**Texto extraído**
- - - - -

Soy profesor por vocación y convicción. A pesar de los inmensos problemas de la enseñanza pública, tanto me llena impartir clases de historia a mis alumnos de bachillerato, que casi me da igual que sea lunes o viernes, pues no ansío el fin de semana como una liberación. Y cuando no doy clase escribo enclaustrado en mi casa, rodeado de los libros que han jalonado mi vida. Soy escritor porque me gusta contar historias. Y hacerlo en libertad, sin que aprendices de dictadores dictaminen qué debo escribir, leer, pensar y hablar.

Los nuevos censores ya no dan tijeretazos a fotogramas subidos de tono ni alargan faldas y tapan escotes con tinta. Ahora inician campañas en las redes sociales contra quienes no piensan como ellos, acuden a platós para repetir eslóganes como papagayos, redactan artículos denigratorios y organizan escraches en universidades o delante de las viviendas de quienes señalan. Porque los censores de la posverdad no debaten, discuten, y dividen el mundo entre camaradas y enemigos. Para ellos, la divergencia de opinión se llama disidencia.

Para cualquier persona no intoxicada por la ideología, las afinidades y amistades se eligen por la calidad humana. Para los censores, no. Ellos radiografían mentes y corazones antes de decidir quién es de la tribu y quién merece ser confinado en un gueto metafórico. Funcionan con clichés y les dicen a los demás cómo hay que vivir mientras ellos viven como quieren. La prueba del algodón para desenmascararlos es el sentido del humor. Carecen de él. Tienen patente de corso y pueden chotearse de lo que para muchas personas es sagrado, pero si se les replica con bromas acerca de sus ídolos se transforman en un dóberman. La ironía los desbarata y desencaja como tantas veces hemos visto en nuestros trabajos, en programas televisivos o en las Cortes.

- - - - -

(Registros de un conjunto de datos)

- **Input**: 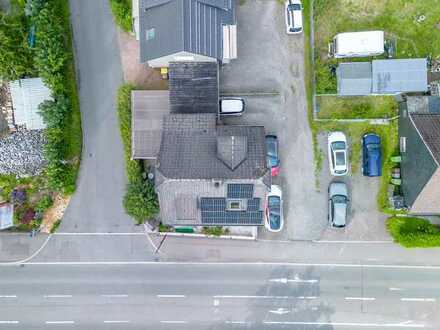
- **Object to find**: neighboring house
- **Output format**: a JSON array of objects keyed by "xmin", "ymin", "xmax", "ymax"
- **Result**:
[
  {"xmin": 399, "ymin": 96, "xmax": 440, "ymax": 215},
  {"xmin": 336, "ymin": 58, "xmax": 428, "ymax": 96},
  {"xmin": 9, "ymin": 78, "xmax": 52, "ymax": 130},
  {"xmin": 132, "ymin": 62, "xmax": 271, "ymax": 226},
  {"xmin": 0, "ymin": 203, "xmax": 14, "ymax": 230},
  {"xmin": 139, "ymin": 0, "xmax": 237, "ymax": 68}
]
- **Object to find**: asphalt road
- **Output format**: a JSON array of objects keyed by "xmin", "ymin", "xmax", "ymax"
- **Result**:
[
  {"xmin": 0, "ymin": 264, "xmax": 440, "ymax": 330},
  {"xmin": 60, "ymin": 0, "xmax": 136, "ymax": 232}
]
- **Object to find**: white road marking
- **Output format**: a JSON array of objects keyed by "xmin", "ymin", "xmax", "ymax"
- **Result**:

- - - - -

**Tareas**
1 > Extrae del texto sobre los nuevos censores el fragmento que va de "Soy profesor por" a "pensar y hablar.".
2 > Según el texto sobre los nuevos censores, ¿qué sirve de prueba del algodón para desenmascararlos?

**Resultados por tarea**
1 >
Soy profesor por vocación y convicción. A pesar de los inmensos problemas de la enseñanza pública, tanto me llena impartir clases de historia a mis alumnos de bachillerato, que casi me da igual que sea lunes o viernes, pues no ansío el fin de semana como una liberación. Y cuando no doy clase escribo enclaustrado en mi casa, rodeado de los libros que han jalonado mi vida. Soy escritor porque me gusta contar historias. Y hacerlo en libertad, sin que aprendices de dictadores dictaminen qué debo escribir, leer, pensar y hablar.

2 > El sentido del humor.